> **WHAT IS BEING ASKED**
Transcribe every line exactly. Leave the pictures behind.

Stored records
◆ ◆ ◆ ◆ ◆

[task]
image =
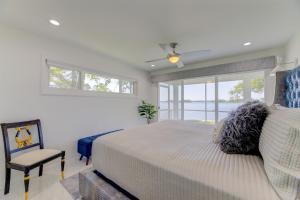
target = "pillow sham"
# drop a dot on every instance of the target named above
(279, 146)
(242, 129)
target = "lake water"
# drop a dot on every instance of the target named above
(191, 110)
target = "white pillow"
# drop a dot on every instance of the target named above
(280, 148)
(217, 131)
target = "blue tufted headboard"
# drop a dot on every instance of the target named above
(292, 90)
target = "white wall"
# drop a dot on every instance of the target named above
(292, 48)
(64, 118)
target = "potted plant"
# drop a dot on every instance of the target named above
(147, 111)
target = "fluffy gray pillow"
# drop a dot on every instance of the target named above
(242, 129)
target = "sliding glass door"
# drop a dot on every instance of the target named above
(208, 99)
(199, 99)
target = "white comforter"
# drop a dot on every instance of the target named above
(177, 160)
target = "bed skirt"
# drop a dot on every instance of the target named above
(93, 185)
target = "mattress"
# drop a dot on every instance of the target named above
(177, 160)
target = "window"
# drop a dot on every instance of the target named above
(230, 96)
(199, 99)
(72, 78)
(63, 78)
(94, 82)
(209, 99)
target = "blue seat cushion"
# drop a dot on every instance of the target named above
(84, 145)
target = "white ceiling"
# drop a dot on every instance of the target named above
(130, 30)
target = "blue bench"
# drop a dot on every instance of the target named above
(84, 145)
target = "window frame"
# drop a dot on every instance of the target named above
(79, 91)
(243, 76)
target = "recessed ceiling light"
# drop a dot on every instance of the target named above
(247, 43)
(54, 22)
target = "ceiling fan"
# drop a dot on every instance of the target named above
(174, 57)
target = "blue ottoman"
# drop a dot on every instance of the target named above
(84, 145)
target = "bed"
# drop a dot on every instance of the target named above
(178, 160)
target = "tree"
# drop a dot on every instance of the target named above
(237, 92)
(61, 78)
(147, 111)
(101, 84)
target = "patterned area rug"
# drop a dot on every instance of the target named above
(71, 184)
(92, 187)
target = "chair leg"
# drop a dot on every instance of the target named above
(87, 160)
(7, 180)
(41, 170)
(26, 183)
(62, 166)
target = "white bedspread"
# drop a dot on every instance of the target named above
(177, 160)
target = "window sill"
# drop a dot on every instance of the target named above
(81, 93)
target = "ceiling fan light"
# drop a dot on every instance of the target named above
(174, 59)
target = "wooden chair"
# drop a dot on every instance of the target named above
(30, 160)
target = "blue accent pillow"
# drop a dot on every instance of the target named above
(242, 129)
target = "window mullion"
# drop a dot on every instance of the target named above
(216, 99)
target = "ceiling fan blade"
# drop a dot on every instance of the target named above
(155, 60)
(203, 51)
(166, 48)
(180, 64)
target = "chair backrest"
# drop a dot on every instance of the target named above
(21, 126)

◆ ◆ ◆ ◆ ◆

> **EXERCISE OUTPUT**
[task]
image =
target = "pillow sham"
# drop a dot on every instance of the target named above
(279, 146)
(242, 129)
target = "lake water"
# drop a dot on every instance of the target named above
(191, 110)
target = "white pillow"
# drop a dot on every instance of the target named above
(280, 148)
(217, 131)
target = "blue tufted headboard"
# drop a dot on every instance of the target named above
(292, 90)
target = "white wall"
# drop a dot on every instance of the target named above
(292, 48)
(64, 118)
target = "potted plant"
# drop a dot on every instance of the target named above
(147, 111)
target = "fluffy gray pillow"
# drop a dot on every instance of the target named above
(242, 129)
target = "sliding glass door"
# drop a dot on every instance of the target named above
(208, 99)
(199, 99)
target = "white comforter"
# drop a dot on every instance of the target named above
(177, 160)
target = "bed skirt"
# drop a dot on every instance of the target named above
(93, 185)
target = "mattress"
# drop a dot on every instance of the target named above
(177, 160)
target = "window"
# drop a dot on every instance of the target named above
(230, 96)
(199, 99)
(72, 78)
(63, 78)
(94, 82)
(209, 99)
target = "blue seat cushion"
# drop a dot on every instance of the target named above
(84, 145)
target = "white ceiling"
# drop a dot on every instance of the target named above
(130, 30)
target = "blue bench"
# drop a dot on every instance of the target named above
(84, 145)
target = "window frame"
# drop a dot on every instance of the target named above
(79, 91)
(243, 76)
target = "recessed ceiling light"
# drop a dot on every instance of the target named above
(247, 43)
(54, 22)
target = "ceiling fan"
# drop a dot on every instance of the target named above
(174, 57)
target = "blue ottoman"
# drop a dot on every instance of the target named above
(84, 145)
target = "bed"
# drop a dot on every instance of the target named above
(178, 160)
target = "tree"
# drop a dot on every instance of the target named above
(237, 92)
(61, 78)
(147, 111)
(101, 84)
target = "patterned area rug"
# drop a dot on every instance of the target named above
(71, 184)
(92, 187)
target = "chair leg"
# drop a dot on every instance of the target named above
(87, 160)
(7, 180)
(41, 170)
(26, 183)
(62, 166)
target = "white bedspread"
# drop a dot on every instance of the target named above
(177, 160)
target = "window sill"
# drop a dot on every instance of the target named above
(81, 93)
target = "ceiling fan light"
# drop a dot on every instance of the target named above
(174, 59)
target = "wooden chair"
# drop a dot on every instance of the target named above
(30, 160)
target = "blue accent pillow"
# drop a dot on every instance of the target named above
(242, 129)
target = "window mullion"
# drop a dot on every instance of the target named above
(216, 99)
target = "ceiling fan blade"
# drop a dot on every instance of the target named above
(155, 60)
(203, 51)
(166, 48)
(180, 64)
target = "chair backrest"
# drop a dot on every instance of the target named above
(21, 126)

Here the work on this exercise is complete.